### Dataset extract
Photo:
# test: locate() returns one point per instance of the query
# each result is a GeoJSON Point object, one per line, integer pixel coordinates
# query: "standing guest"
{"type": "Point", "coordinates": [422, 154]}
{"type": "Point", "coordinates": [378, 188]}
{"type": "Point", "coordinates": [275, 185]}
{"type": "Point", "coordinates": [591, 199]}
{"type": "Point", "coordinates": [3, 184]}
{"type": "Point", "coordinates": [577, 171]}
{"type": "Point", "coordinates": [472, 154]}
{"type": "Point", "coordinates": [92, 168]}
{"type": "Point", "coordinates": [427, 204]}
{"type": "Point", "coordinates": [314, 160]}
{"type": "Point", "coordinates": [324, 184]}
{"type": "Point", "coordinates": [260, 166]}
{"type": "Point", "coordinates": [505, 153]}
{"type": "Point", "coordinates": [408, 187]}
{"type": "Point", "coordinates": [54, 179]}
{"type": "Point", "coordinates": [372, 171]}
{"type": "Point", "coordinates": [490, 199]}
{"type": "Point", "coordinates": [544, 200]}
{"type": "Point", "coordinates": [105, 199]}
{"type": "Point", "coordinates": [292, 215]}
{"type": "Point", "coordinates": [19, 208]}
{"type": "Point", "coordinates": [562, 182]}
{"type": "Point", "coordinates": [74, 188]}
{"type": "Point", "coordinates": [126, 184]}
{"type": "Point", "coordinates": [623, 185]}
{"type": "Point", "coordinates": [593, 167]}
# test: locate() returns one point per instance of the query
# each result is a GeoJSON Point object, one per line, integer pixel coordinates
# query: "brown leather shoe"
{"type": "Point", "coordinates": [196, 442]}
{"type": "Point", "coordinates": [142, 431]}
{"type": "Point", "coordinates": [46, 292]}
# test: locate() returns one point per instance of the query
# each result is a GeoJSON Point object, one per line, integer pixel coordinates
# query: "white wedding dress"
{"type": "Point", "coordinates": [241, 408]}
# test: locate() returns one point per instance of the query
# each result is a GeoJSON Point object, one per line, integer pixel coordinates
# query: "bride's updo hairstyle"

### What the exercise asks
Reproduce every line of the records above, comment lines included, and scale each point coordinate by 1.8, rounding to the nearest whole number with halves rounded up.

### Response below
Photo:
# test: locate() returns one point per instance of the query
# each result is a GeoJSON Point object, one per line, integer pixel coordinates
# query: "standing guest"
{"type": "Point", "coordinates": [760, 277]}
{"type": "Point", "coordinates": [680, 338]}
{"type": "Point", "coordinates": [495, 333]}
{"type": "Point", "coordinates": [1064, 358]}
{"type": "Point", "coordinates": [5, 331]}
{"type": "Point", "coordinates": [1039, 308]}
{"type": "Point", "coordinates": [850, 277]}
{"type": "Point", "coordinates": [166, 302]}
{"type": "Point", "coordinates": [769, 367]}
{"type": "Point", "coordinates": [565, 288]}
{"type": "Point", "coordinates": [583, 331]}
{"type": "Point", "coordinates": [468, 299]}
{"type": "Point", "coordinates": [909, 275]}
{"type": "Point", "coordinates": [734, 337]}
{"type": "Point", "coordinates": [97, 322]}
{"type": "Point", "coordinates": [670, 308]}
{"type": "Point", "coordinates": [882, 358]}
{"type": "Point", "coordinates": [979, 360]}
{"type": "Point", "coordinates": [189, 358]}
{"type": "Point", "coordinates": [526, 387]}
{"type": "Point", "coordinates": [34, 374]}
{"type": "Point", "coordinates": [1012, 328]}
{"type": "Point", "coordinates": [133, 338]}
{"type": "Point", "coordinates": [227, 331]}
{"type": "Point", "coordinates": [1121, 333]}
{"type": "Point", "coordinates": [1067, 301]}
# test: locate() returns one point per instance of the query
# each result is a GeoJSON Point object, one per line, integer pixel coordinates
# query: "brown leather shoe"
{"type": "Point", "coordinates": [353, 796]}
{"type": "Point", "coordinates": [256, 776]}
{"type": "Point", "coordinates": [83, 526]}
# test: locate() returns one point per instance of the query
# each result is a GeoJSON Point object, one per line, integer pixel coordinates
# query: "white wedding dress"
{"type": "Point", "coordinates": [434, 734]}
# test: locate() returns one point per instance of the query
# each result is a GeoJSON Point object, one per line, integer pixel coordinates
# query: "bride's updo hairstyle"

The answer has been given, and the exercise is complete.